## Excerpts from a location annotation dataset

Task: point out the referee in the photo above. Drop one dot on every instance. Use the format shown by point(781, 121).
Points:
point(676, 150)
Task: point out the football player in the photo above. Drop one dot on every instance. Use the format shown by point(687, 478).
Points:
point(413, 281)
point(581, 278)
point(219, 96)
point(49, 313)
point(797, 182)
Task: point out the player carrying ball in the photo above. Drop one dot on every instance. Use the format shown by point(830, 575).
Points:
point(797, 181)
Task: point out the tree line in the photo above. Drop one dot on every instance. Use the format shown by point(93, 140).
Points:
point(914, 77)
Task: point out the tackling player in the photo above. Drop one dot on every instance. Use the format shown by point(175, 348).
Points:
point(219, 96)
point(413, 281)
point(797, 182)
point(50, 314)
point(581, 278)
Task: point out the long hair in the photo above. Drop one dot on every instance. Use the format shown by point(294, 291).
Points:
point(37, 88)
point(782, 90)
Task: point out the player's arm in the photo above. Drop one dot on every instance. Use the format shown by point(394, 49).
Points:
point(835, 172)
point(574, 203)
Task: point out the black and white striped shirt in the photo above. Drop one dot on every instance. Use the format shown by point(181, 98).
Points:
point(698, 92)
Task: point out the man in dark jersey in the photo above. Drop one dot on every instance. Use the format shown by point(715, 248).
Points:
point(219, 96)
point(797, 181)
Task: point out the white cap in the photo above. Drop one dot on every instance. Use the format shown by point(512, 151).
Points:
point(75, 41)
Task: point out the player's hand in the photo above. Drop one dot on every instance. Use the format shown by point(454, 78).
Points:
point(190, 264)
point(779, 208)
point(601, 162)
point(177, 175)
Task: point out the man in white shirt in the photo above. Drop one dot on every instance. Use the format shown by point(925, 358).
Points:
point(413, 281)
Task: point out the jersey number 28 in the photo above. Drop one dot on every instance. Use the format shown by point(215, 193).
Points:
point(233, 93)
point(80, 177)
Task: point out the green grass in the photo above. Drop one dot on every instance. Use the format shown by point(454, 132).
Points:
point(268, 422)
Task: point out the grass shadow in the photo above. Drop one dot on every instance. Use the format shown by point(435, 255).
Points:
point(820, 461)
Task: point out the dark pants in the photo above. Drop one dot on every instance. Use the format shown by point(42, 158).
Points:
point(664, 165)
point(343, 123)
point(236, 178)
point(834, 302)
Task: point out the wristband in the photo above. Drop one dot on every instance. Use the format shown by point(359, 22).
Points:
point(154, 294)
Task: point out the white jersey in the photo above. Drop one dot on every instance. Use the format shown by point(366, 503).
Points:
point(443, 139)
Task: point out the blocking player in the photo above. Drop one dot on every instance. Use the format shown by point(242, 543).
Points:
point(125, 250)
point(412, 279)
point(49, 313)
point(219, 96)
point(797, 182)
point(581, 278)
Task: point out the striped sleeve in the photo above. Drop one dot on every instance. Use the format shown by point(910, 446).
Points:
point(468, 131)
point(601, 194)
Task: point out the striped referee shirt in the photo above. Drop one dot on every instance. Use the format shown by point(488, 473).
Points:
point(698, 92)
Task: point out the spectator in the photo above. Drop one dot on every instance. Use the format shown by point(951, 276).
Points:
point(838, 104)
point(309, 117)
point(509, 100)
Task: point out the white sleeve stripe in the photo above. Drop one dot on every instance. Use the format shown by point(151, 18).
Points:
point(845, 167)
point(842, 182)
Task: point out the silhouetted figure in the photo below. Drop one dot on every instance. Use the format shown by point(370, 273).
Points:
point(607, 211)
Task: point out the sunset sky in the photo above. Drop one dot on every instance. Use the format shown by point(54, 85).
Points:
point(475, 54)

## TASK TO COMPLETE
Set down every one of the items above again, line for line, without changing anything.

## OUTPUT FOR THIS EXERCISE
Task: point out the referee in the photo above. Drop one dot on every instance. Use the format shown by point(781, 121).
Points:
point(676, 150)
Task: point out the football player in the photo above. Drop one dot on every instance. Use the format shown by point(687, 478).
Points:
point(413, 281)
point(581, 278)
point(219, 96)
point(49, 313)
point(797, 182)
Task: point out the player carrying ball in the photo above. Drop one dot on every instance. Use the format shown by point(830, 575).
Points:
point(797, 181)
Task: point out the tree line in the photo above. Drop one dot on every instance. Use the format shown by point(93, 140).
Points:
point(914, 77)
Task: point out the tackling player in the photo above. Drop one dot on every instance. Use the format shown by point(175, 348).
Points:
point(219, 96)
point(413, 281)
point(797, 182)
point(50, 314)
point(581, 278)
Task: point out the long hair in the photo above. Drop one dot on every instance. Use the format shown by point(294, 291).
Points:
point(37, 88)
point(782, 90)
Task: point out the player's arm in the photo above. Drop one dot on every instance. Use the format shown by point(394, 49).
Points:
point(835, 172)
point(574, 203)
Task: point out the black and white striped shirt in the photo above. Drop one dot on every instance. Use the format shown by point(181, 98).
Points:
point(698, 92)
Task: point out the man in dark jersey in the photo above. Drop one dot on every instance. Use the format shown by point(715, 248).
Points:
point(219, 96)
point(797, 181)
Task: point out the white cap in the photo above. Drop one dot on every instance. Use the format shown by point(512, 151).
Points:
point(75, 41)
Task: point out the player's hand in the photo above. Drop one dot on every instance. Use the format shown by point(454, 78).
Points:
point(190, 264)
point(779, 208)
point(601, 162)
point(177, 175)
Task: point out the man in white shirt in the photo above. Drop one dot on every instance. Use the format shown by point(925, 358).
Points:
point(413, 281)
Task: point out the jersey number 28 in the photo above. Drop one dot on every instance. Use the format shown by point(215, 193).
Points:
point(233, 93)
point(80, 177)
Task: point out the green grass in the photo above. Drop one dot on every instance. Use the format shown by point(454, 132).
Points:
point(268, 422)
Task: point out the grass shadow in the photo above. Drop one dot on every instance. Use the format shown by point(435, 255).
Points:
point(820, 461)
Task: point out the dark pants in the photo above. Drop one dot on every instance. Use the format shown by point(42, 158).
Points:
point(664, 165)
point(343, 123)
point(236, 178)
point(834, 302)
Task: point out the wristband in the photo above. Drop one dot on every instance. Use the format shown by point(359, 22).
Points:
point(154, 294)
Task: point out the white jersey in the photo above. Drop one dot on every instance. Use the format shown by point(366, 503).
Points:
point(443, 139)
Task: point out the blocking player in the photo above. Drop one dot on every instance. Use the format shown by point(242, 543).
Points:
point(125, 250)
point(412, 279)
point(49, 313)
point(219, 96)
point(797, 182)
point(581, 278)
Task: point out the striped sleeve in the photo above. Drop one dot on every instance. Use the format shown by point(910, 446).
Points:
point(468, 131)
point(601, 194)
Task: point out the striped referee shirt in the photo above. Drop one dot on every instance. Use the format shown by point(488, 473).
Points:
point(698, 92)
Task: point out the spectator in the photo above. Drop one dot on every instance. Use the format shown by point(951, 276).
Points:
point(838, 104)
point(309, 117)
point(509, 100)
Task: point out the white sleeve stripe in the photo above. Drop one dot on every instance. Use the format shown by point(151, 18).
Points:
point(845, 167)
point(842, 182)
Task: point out the silhouetted figure in the photo below. Drop one dot on every instance. Use the format shown by point(370, 273).
Points:
point(607, 211)
Task: point out the sunset sky in the photo above. Drop one dot on every instance. Use the format shown by point(54, 85).
Points:
point(475, 54)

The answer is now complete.